DIRECTIVE 1: In the ASDF discussion, which two mixins restore the earlier propagation behavior?
DIRECTIVE 2: Carry on the ASDF discussion after its final sentence.

READING TEXT:
┌──

Faré wrote:
On Thu, Jan 2, 2014 at 11:44 PM, Robert P. Goldman rpgoldman@sift.info wrote:
While there are bug fixes waiting to reach our users, I'm quite concerned by the loss of backwards compatibility in systems that defined their own OPERATION subclasses.
This backward incompatibility already happened a year ago: it was consubstantial with the refactoring that begat ASDF3, and necessary to fix the broken dependency model of ASDF2. NO, most operation MUST NOT propagate downward, or even sideways; indeed some like prepare-op must propagate upward instead. The downward and sideways propagations were baked into TRAVERSE; that was one of the deep conceptual bugs in the ASDF model. Now they are configurable via the (ill-named) COMPONENT-DEPENDS-ON; and the previous behavior is mere inheritance specification away, with the DOWNWARD-OPERATION and SIDEWAYS-OPERATION mixins.
I get this, and the recoding is a HUGE improvement. Furthermore, you have convinced me that we can't unwind this change in any way that won't create yet more damage.
However: a. This change is not backward-compatible b. It's not announced to maintainers of ASDF systems in a way that gets it done and c. The bugs it gives rise to are subtle and confusing. There's virtually no way a person whose system suddenly stops performing the expected operations is going to say "I bet I need to change the superclasses of my specialized OPERATION subclasses."
Unfortunately, because we reused the old name, OPERATION, it is *very* difficult to trap this in a helpful way. Ideally, I would suggest doing something like raising some sort of signal when the user makes a new OPERATION subclass to suggest that s/he might want DOWNWARD- or UPWARD-OPERATION instead. But I don't see that alley as open to us.
So what can we do for the poor programmer whose system suddenly starts to perform only a subset of the behaviors it did in the past? Expecting that programmer to grovel over the ASDF source and figure out what went wrong is too much.
I'm relatively familiar with ASDF's guts, and an update to Allegro (getting ASDF 3 in place of 2) still cost my company about four programmer days, and was only resolved because I thought to IM you about my problems.
(The others deep conceptual bugs in the ASDF model were the lack of transitive timestamp checking, and the mess of DEPENDS-ON vs DO-FIRST dependencies. These were loosely related deep bugs. Then there were shallower bugs like the IF-COMPONENT-FAILS horror, the inconsistency between system :depends-on and other :depends-on, and probably more small bugs I can't remember.)
As far as I can tell, *all* such systems will break, since the old solution was to subclass OPERATION and the new solution is to subclass DOWNWARD-OPERATION to achieve the same results. *ALL* programmers' locally-defined operation subclasses are now broken by this change.
We broke those that depended on downward and/or sideways propagation (don't forget sideways-operation). But we *FIXED* all those who didn't want it, and had to deal with it anyway!

└──

DATA EXTRACT:
┌──

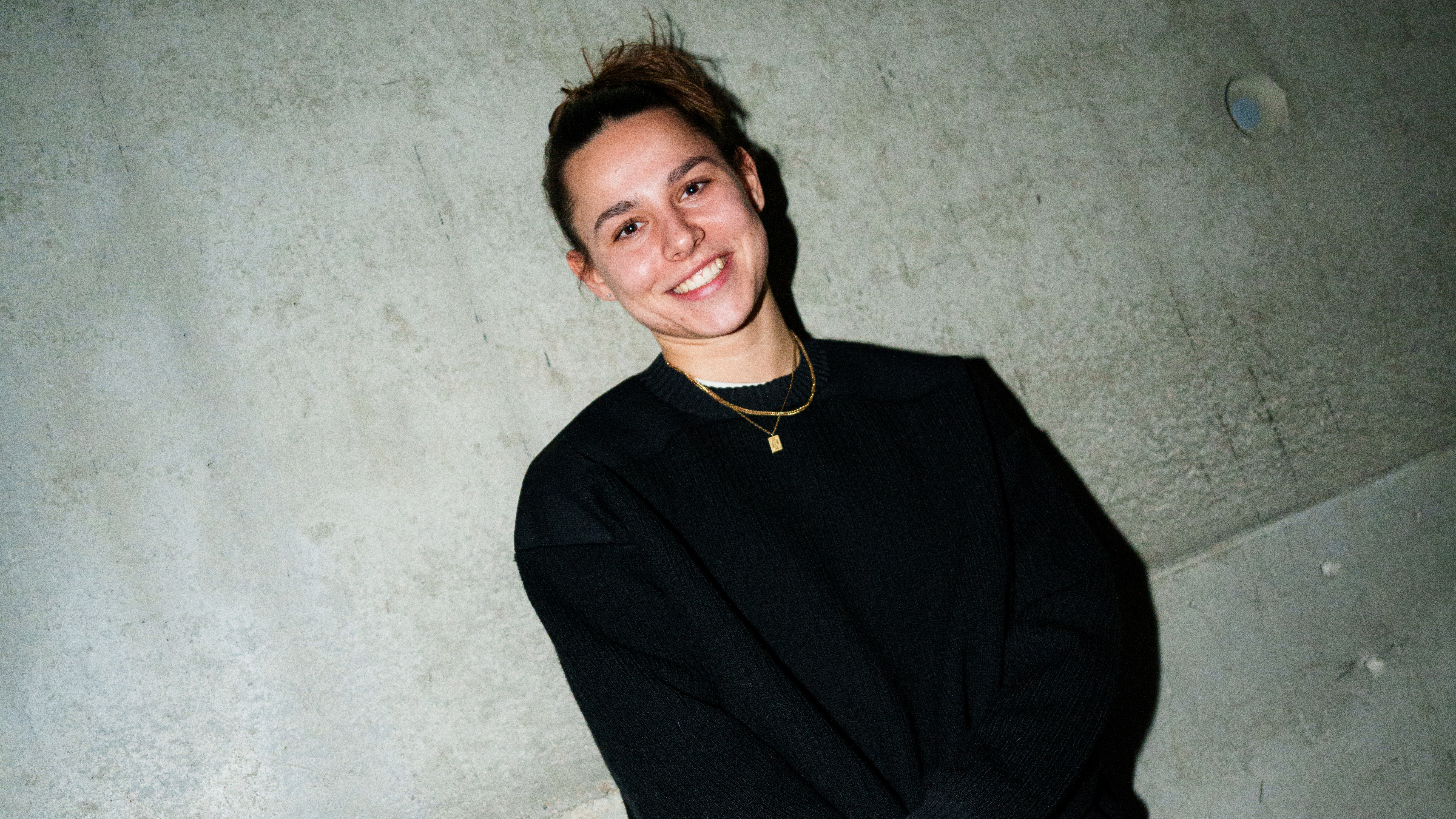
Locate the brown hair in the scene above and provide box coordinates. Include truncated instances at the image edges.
[542,25,751,252]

└──

TASK RESULT 1: DOWNWARD-OPERATION and SIDEWAYS-OPERATION.

TASK RESULT 2:
I get it, but breaking bug-compatibility is still breaking compatibility. For people whose code created new OPERATION subclasses, and whose code *worked*, we have broken their code, and done so in a way that quietly does garbage-in-garbage-out, instead of indicating an error.
[...snip...]
Did you see the previous email where I audited the damage (and the fixes)? http://thread.gmane.org/gmane.lisp.asdf.devel/3581/focus=3582 Only 4-5 victims (depending on how you count), I fixed one (dependency-op), two (clean-op and revert-op) were never really working, and one (parenscript-compile-op) indeed needs love, but the fix is trivial, and no one complained so far.
You only audited publicly available libraries. Applications, like ours, which perform tasks of no interest to the general world, but critical to us, are invisible to you.
At any rate, an upgrade to the build system that requires the build system's author to review all the available community libraries -- not to mention libraries that are not shared with the community! -- is simply not an approach that will scale.
We need a patch to ASDF that will indicate to programmers in a clear way that the behavior of ASDF has changed, and give them a hint about how to fix this change.
Ideally, we would be able to fix this socially, rather than with code: we would simply shout off the rooftops that the OPERATION classes had changed, indicate the needed revisions, and all would be well.
Unfortunately, we do not have the capability to shout off the rooftops in this way: ASDF quietly slips out into the community mediated by the implementation suppliers.
I suppose one could introduce an ASDF banner that would print once, as a means of shouting off the rooftops.
I'm open to alternative suggestions; this one does not seem excellent.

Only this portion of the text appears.